*What is being asked*: Every entry here should be copied exactly.

*Referring expression pointing data*:
+++++

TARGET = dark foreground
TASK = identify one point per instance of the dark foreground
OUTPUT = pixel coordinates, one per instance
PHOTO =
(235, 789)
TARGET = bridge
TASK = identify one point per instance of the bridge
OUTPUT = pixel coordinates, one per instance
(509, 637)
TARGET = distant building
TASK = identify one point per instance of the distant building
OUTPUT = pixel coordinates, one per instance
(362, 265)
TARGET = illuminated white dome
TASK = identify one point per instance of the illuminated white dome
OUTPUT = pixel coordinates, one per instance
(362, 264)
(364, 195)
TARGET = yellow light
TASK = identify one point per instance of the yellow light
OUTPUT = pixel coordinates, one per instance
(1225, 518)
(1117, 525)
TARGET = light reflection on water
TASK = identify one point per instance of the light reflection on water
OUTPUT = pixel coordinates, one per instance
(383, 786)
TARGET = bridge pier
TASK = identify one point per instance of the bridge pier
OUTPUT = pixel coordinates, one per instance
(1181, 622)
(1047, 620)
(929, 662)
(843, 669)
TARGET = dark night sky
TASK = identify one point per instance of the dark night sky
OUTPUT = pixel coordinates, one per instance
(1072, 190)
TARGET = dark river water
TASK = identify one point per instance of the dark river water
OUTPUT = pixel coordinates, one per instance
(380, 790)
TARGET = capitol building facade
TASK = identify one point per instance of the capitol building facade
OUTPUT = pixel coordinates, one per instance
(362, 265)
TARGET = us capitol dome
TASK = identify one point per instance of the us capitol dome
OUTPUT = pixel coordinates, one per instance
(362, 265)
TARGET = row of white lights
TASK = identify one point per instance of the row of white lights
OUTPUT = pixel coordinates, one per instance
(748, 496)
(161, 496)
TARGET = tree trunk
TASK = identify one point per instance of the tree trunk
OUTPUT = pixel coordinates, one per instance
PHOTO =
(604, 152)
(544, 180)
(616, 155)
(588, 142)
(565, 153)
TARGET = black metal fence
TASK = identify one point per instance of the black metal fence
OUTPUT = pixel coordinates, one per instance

+++++

*Exercise answer*:
TARGET = dark foreground
TASK = identify one point per instance of the dark foreground
OUTPUT = pixel coordinates, one per instance
PHOTO =
(235, 789)
TARGET = bridge
TASK = identify one point per instance of the bridge
OUTPUT = pixel coordinates, one per instance
(509, 637)
TARGET = distant building
TASK = identify one point per instance of the distant building
OUTPUT = pixel coordinates, one per instance
(362, 265)
TARGET = illuminated white dome
TASK = identify one point per instance of the illuminated white dome
OUTPUT = pixel coordinates, one per instance
(362, 264)
(364, 195)
TARGET = yellow light
TASK = identify one point per instance of the yellow light
OUTPUT = pixel coordinates, one per instance
(1225, 518)
(1117, 525)
TARGET = light reflection on water
TASK = identify one point per instance of the light reflection on water
OUTPUT = pixel coordinates, one per instance
(383, 786)
TARGET = bridge pier
TASK = identify one point per instance of the bridge pier
OUTPUT = pixel coordinates, one per instance
(1181, 622)
(1047, 620)
(929, 662)
(843, 669)
TARGET = dark night sky
TASK = identify one point per instance of the dark night sky
OUTPUT = pixel coordinates, one per instance
(1072, 190)
TARGET = dark river water
TASK = identify one point per instance of the dark river water
OUTPUT = pixel coordinates, one per instance
(380, 790)
TARGET = capitol building facade
TASK = identify one point per instance of the capitol building facade
OUTPUT = pixel coordinates, one per instance
(362, 265)
TARGET = us capitol dome
TASK = identify one point per instance of the us capitol dome
OUTPUT = pixel coordinates, one per instance
(362, 265)
TARGET = row of white lights
TASK = identify one point per instance of the row of white lights
OUTPUT = pixel coordinates, one per instance
(748, 496)
(161, 496)
TARGET = tree trunk
TASK = identify one point per instance of the tree trunk
OUTPUT = pixel coordinates, one per instance
PHOTO =
(604, 152)
(544, 180)
(616, 155)
(588, 142)
(565, 153)
TARGET = black metal fence
TASK = identify one point per instance of the black metal fence
OUTPUT = pixel coordinates, one per instance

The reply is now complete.